*Working data*.
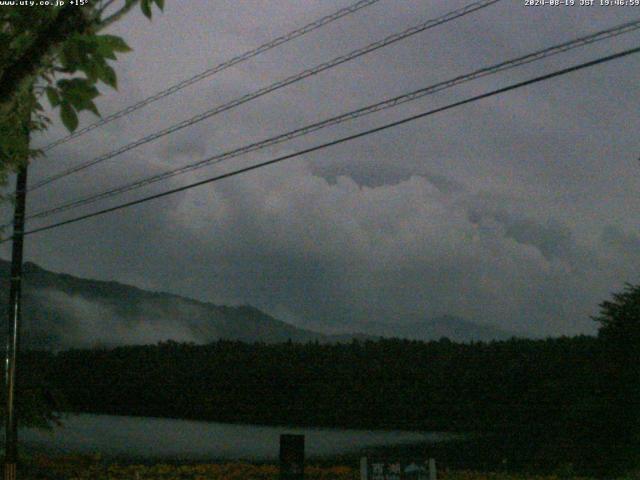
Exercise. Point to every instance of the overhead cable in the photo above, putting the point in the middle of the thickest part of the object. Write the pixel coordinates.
(217, 69)
(387, 126)
(376, 107)
(271, 88)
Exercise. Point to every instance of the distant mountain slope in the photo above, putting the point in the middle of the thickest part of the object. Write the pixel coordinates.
(451, 327)
(63, 311)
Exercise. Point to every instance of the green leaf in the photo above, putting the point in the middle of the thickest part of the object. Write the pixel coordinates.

*Objective*. Without including any pictures, print all of the material exactly as given.

*Expected answer*.
Exercise. Point to every instance of the overhead cable in the photo above, putting the point in the middle of the thickest part of the object. Write the pixel coordinates.
(217, 69)
(387, 126)
(376, 107)
(271, 88)
Exercise. Point to every instance of the distant mountain slope in the photo above, putting the point in the middle of the thickest part of the object. Write the pixel coordinates.
(451, 327)
(63, 311)
Exercise. Point to every instance of the green leaf in the photo above, putting the point in the middle of the thickest part of the object. Write the pixel coordinates.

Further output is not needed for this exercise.